▶ _Task objective_:
Write each line out exactly, leaving none out.

▶ _Items_:
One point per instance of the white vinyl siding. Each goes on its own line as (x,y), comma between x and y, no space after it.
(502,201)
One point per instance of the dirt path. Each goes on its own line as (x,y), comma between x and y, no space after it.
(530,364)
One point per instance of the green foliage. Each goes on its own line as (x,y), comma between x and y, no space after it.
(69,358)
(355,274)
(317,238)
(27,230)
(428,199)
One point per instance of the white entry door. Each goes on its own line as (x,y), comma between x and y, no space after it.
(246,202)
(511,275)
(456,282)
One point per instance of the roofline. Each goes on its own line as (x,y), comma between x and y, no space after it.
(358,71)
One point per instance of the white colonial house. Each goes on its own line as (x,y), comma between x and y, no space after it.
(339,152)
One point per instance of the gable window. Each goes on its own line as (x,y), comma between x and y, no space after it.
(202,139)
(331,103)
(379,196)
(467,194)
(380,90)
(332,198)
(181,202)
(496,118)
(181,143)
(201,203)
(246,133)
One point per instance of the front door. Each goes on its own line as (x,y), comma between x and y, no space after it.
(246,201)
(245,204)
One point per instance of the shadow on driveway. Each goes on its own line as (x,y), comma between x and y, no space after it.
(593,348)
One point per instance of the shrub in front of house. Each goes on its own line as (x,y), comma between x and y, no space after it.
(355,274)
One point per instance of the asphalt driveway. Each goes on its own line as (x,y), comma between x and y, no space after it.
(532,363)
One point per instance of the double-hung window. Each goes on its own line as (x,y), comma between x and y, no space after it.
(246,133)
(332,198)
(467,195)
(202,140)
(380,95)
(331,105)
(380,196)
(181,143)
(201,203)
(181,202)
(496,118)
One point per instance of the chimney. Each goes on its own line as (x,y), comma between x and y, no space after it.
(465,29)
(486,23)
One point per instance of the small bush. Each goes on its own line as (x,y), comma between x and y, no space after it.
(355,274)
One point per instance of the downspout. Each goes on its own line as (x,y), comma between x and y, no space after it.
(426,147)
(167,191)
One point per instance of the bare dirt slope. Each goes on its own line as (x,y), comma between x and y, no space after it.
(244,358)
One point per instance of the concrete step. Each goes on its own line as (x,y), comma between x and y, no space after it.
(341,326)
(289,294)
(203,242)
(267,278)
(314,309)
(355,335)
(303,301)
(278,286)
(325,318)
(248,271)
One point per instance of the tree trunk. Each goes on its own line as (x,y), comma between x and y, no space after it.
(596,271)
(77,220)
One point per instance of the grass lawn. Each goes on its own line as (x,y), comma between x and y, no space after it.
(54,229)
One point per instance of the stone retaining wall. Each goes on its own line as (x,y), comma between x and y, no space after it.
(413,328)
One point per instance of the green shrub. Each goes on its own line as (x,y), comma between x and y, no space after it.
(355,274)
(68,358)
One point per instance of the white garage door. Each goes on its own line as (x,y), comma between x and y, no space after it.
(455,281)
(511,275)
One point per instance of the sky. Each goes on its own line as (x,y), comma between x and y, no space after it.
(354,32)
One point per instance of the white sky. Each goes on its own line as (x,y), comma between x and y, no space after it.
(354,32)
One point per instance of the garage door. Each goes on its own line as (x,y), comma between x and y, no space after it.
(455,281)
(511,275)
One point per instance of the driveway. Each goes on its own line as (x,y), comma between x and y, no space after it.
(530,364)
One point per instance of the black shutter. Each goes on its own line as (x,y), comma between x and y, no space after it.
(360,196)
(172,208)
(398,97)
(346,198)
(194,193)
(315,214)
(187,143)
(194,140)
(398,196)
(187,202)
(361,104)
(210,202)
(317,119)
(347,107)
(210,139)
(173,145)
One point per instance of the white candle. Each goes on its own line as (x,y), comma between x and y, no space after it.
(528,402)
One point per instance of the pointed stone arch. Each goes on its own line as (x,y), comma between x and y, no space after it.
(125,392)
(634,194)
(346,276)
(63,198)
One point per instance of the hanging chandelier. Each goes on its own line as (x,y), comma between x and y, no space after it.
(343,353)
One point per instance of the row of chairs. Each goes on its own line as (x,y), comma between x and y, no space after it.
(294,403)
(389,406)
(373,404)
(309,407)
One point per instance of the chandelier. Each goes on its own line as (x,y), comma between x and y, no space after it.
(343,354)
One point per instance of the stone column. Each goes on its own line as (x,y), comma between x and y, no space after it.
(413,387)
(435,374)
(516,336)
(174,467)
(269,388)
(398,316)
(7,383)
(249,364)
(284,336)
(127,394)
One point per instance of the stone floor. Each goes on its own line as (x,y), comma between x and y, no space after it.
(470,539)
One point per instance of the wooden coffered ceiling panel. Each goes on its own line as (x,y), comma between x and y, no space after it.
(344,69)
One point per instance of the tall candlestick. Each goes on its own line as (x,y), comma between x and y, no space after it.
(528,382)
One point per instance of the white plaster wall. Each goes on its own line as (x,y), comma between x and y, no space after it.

▶ _Correct response_:
One point per instance of the white vinyl siding. Each goes on its own line as (x,y), comma between x and y, no space after it.
(502,201)
One point per instance of the dirt path. Each goes on its own line as (x,y), comma between x and y, no space after it.
(530,364)
One point per instance of the green foliage. Each goes on its own line as (x,y), comma between x and y, no space after it.
(69,358)
(355,274)
(317,238)
(27,230)
(428,199)
One point per instance of the white entry door. Each goes on its own line as (x,y), comma between x and y, no space after it.
(246,202)
(511,275)
(456,282)
One point per instance of the roofline. Each goes on its own line as (x,y), comma between x and y, no space after it.
(358,71)
One point per instance of the white colonial house. Each goes on its own line as (x,y), comma between x and y, no space after it.
(339,152)
One point per instance of the gable window. Each goes on its own line as (x,y), comma between x and y, no space after it.
(202,139)
(331,103)
(379,196)
(467,194)
(380,90)
(332,198)
(181,202)
(496,118)
(181,143)
(201,203)
(246,133)
One point per instance of the front door. Each goes on its own line as (x,y), comma between x and y, no space after it.
(246,201)
(245,204)
One point per instance of the shadow on driveway. Each goes on its own line as (x,y), comma between x and y, no space after it.
(593,348)
One point per instance of the shrub in front of house. Each goes on its own line as (x,y), comma between x and y, no space after it.
(355,274)
One point per instance of the asphalt driveway. Each goes on its own line as (x,y), comma between x and y, no space after it.
(532,363)
One point per instance of the double-hung window. Each goes on its own line as (x,y), comma between x and y, no space after it.
(246,133)
(332,198)
(467,195)
(202,140)
(380,95)
(331,105)
(380,196)
(181,143)
(201,203)
(181,202)
(496,118)
One point per instance of the chimney. Each goes on its own line as (x,y), comma between x and y, no space after it.
(465,29)
(486,23)
One point per instance of the small bush. Each goes on its own line as (x,y), comma between x and y, no space after it.
(355,274)
One point per instance of the downspout. Each goes on its own line as (x,y), comma between x and y, no space after it.
(426,147)
(167,191)
One point per instance of the bare dirt slope. Each goes on its own line as (x,y), comma between x and y, no space after it.
(244,358)
One point per instance of the concrete step. Each goes on its own line as (x,y), comma between x and y, no space after it.
(341,326)
(289,294)
(203,242)
(267,278)
(314,309)
(355,335)
(303,301)
(278,286)
(325,318)
(248,271)
One point per instance of the tree trunk. Each goes on its own line as (x,y), comma between x and y, no space after it.
(596,271)
(77,220)
One point per instance of the grass lawn. Each goes on its own line as (x,y), comma between x and y, no space after it.
(54,229)
One point per instance of the stone retaining wall. Each goes on its own line as (x,y), comma between x and y, no space after it.
(413,328)
One point per instance of the green shrub. Each goes on its own line as (x,y), comma between x and y, no space after it.
(355,274)
(68,358)
One point per instance of the white garage door. Each goes on its own line as (x,y), comma between x and y, no space after it.
(455,281)
(511,275)
One point per instance of the sky. Each goes on its own line as (x,y), comma between x and y, no space after it.
(354,32)
One point per instance of the white sky. Each goes on its own line as (x,y), comma between x and y, no space after it.
(354,32)
One point per instance of the garage door. Each goes on its own line as (x,y), comma between x and y, no space after it.
(455,281)
(511,275)
One point per instance of the driveway. Each goes on its own line as (x,y), comma between x and y, no space after it.
(530,364)
One point per instance of the black shutter. Each goes on its own line as (x,y), comma between x and y, no space after it.
(360,196)
(172,208)
(398,97)
(346,198)
(194,193)
(315,214)
(187,143)
(194,140)
(398,196)
(187,202)
(361,104)
(210,202)
(317,119)
(347,107)
(210,139)
(173,145)
One point per instance of the white candle. Each goes on its own line as (x,y), comma between x and y, no space after it.
(528,402)
One point per instance of the pointed stone arch. Each goes on its own line as (x,y), comma between x and y, no space after it.
(125,392)
(634,194)
(346,276)
(63,198)
One point per instance of the hanging chandelier. Each goes on its own line as (x,y), comma between x and y, no space after it.
(343,353)
One point per instance of the row of chairs. Each goes on its own line as (x,y), comma between x and y, no space after it.
(294,403)
(389,406)
(373,404)
(309,407)
One point per instance of the chandelier. Each goes on its own line as (x,y), comma between x and y, no space after it.
(343,354)
One point per instance of the stone column. Each goes on its own line as (x,y), comma between x and y, no space after it.
(413,387)
(435,374)
(516,336)
(174,467)
(269,388)
(398,316)
(7,383)
(249,364)
(284,336)
(127,394)
One point per instance of the stone floor. Each goes on its own line as (x,y), comma between x and y, no space after it.
(470,539)
One point per instance of the wooden coffered ceiling panel. Each goes on its own line as (x,y), comma between x and y, no space after it.
(344,69)
One point per instance of the tall candlestick. Each goes on its own line as (x,y), comma between x and y, no space after it.
(528,382)
One point per instance of the white plaster wall. Each goes on its own line as (x,y), comma between x and y, no space after it.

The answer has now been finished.